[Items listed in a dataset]

○ ○ ○

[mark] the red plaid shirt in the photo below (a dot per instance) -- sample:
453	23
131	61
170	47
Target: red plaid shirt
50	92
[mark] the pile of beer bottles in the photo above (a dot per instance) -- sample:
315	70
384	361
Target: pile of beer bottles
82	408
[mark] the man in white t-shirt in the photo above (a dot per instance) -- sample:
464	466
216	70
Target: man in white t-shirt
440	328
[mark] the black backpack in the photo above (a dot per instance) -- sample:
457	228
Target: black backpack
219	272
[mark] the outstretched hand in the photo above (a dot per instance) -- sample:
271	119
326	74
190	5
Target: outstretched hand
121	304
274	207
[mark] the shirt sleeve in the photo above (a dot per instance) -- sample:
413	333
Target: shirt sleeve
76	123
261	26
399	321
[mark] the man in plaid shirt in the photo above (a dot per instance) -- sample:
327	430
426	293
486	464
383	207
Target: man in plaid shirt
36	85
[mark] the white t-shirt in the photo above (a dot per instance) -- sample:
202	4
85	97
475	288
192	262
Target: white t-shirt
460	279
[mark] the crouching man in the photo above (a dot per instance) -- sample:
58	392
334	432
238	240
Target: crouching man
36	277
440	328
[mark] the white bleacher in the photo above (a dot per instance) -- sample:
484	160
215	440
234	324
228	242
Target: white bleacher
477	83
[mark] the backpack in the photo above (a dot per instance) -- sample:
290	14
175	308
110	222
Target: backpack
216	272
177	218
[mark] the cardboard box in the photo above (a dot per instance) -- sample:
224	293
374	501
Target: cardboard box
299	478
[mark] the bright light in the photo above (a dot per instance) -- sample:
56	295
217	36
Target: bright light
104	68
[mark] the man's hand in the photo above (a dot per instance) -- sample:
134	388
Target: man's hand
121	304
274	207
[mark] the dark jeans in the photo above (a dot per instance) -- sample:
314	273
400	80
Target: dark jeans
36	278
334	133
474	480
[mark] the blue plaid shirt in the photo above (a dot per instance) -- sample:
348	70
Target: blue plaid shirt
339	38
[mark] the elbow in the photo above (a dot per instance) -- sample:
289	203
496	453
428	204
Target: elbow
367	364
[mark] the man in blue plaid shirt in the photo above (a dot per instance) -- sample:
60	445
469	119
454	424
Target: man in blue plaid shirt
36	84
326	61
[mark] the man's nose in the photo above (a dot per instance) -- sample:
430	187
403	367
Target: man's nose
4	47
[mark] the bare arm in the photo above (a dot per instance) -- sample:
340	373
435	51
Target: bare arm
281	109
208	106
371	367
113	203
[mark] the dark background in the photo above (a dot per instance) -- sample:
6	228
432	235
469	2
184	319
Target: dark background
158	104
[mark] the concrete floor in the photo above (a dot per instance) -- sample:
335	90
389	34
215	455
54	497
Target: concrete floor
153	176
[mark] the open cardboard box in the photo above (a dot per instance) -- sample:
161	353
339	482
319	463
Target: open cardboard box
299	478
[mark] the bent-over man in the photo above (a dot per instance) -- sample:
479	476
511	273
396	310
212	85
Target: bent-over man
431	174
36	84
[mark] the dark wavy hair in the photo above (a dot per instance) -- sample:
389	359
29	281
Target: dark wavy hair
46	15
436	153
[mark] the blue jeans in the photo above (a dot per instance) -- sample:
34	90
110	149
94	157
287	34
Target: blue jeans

○ ○ ○

Output all of the records exactly, with nothing omitted.

● The completed task
[mark] the red plaid shirt in the photo below (a dot per instance) -- sample:
453	23
131	61
170	47
Target: red plaid shirt
50	92
[mark] the pile of beer bottles in the photo above (a dot per instance) -- sample:
315	70
384	361
Target: pile of beer bottles
82	408
[mark] the man in white t-shirt in the photo above (a dot per instance) -- sample:
464	466
216	70
Target: man in white t-shirt
440	328
[mark] the black backpack in the photo above (a dot per instance) -- sample:
457	228
Target: black backpack
219	272
[mark] the outstretched hand in the photo above (a dot per instance) -- sample:
271	119
326	74
190	5
Target: outstretched hand
121	304
274	207
[mark] the shirt sleeve in the photo above (a dot per instance) -- sample:
413	333
Target: shirt sleeve
76	123
261	26
399	321
[mark] the man in plaid shirt in the photo above (a dot per instance) -- sample:
327	430
426	293
486	464
383	207
Target: man in plaid shirt
36	85
[mark] the white t-shirt in the photo above (a dot per instance) -- sample:
202	4
85	97
475	288
192	262
Target: white t-shirt
460	279
[mark] the crouching man in the photo above (a dot per instance) -- sample:
58	392
334	432
238	240
Target: crouching man
36	277
440	328
[mark] the white bleacher in the photo above (a dot per instance) -- sample:
484	160
215	440
234	324
228	242
Target: white bleacher
477	83
[mark] the backpack in the photo above (a dot per instance) -- sample:
290	14
175	308
110	222
Target: backpack
216	272
177	218
[mark] the cardboard box in the photo above (a dot per instance) -- sample:
224	293
374	501
Target: cardboard box
299	478
[mark] the bright light in the photo above (a dot per instance) -- sample:
56	295
217	36
Target: bright light
104	68
[mark] the man's hand in the photo above (a dot per instance) -- sample:
134	388
Target: man's hand
121	304
274	207
[mark] the dark jeans in the photo above (a dot per instance) -- sample:
314	273
400	80
Target: dark jeans
36	278
334	133
474	480
[mark] the blue plaid shirt in the photo above (a dot per instance) -- sample:
348	70
Target: blue plaid shirt
339	38
[mark] the elbow in the photo above (a dot per instance) -- sample:
289	203
496	453
428	204
Target: elbow
367	364
[mark] the man in blue plaid shirt in the photo above (a dot per instance) -- sample:
60	445
469	119
454	424
Target: man in blue plaid shirt
36	84
326	61
[mark] the man's nose in the photo above (a dot per instance) -- sample:
430	187
403	367
Target: man's nose
4	47
[mark] the bare arm in the photo above (a dot per instance) -- sample:
340	373
435	51
Target: bare arm
281	109
208	106
371	367
113	203
[mark] the dark background in the photo above (a dot per instance) -- sample:
6	228
432	235
469	2
184	319
Target: dark background
158	104
[mark] the concrete floor in the photo above (a dot per instance) -- sample:
335	90
389	34
215	455
54	497
Target: concrete floor
153	176
[mark] the open cardboard box in the photo above (a dot per instance) -- sample:
161	353
339	482
319	463
Target: open cardboard box
299	478
[mark] the bent-over man in the photo above (a dot per instance) -- sample:
479	476
511	273
396	310
212	85
Target: bent-over man
431	174
36	84
[mark] the dark wavy hair in the photo above (a dot per instance) -- sample:
389	359
29	281
Target: dark wavy hair
46	15
436	153
[mark] the blue jeans in the photo above (a dot per instance) -- sample:
34	90
110	149
94	157
287	34
Target: blue jeans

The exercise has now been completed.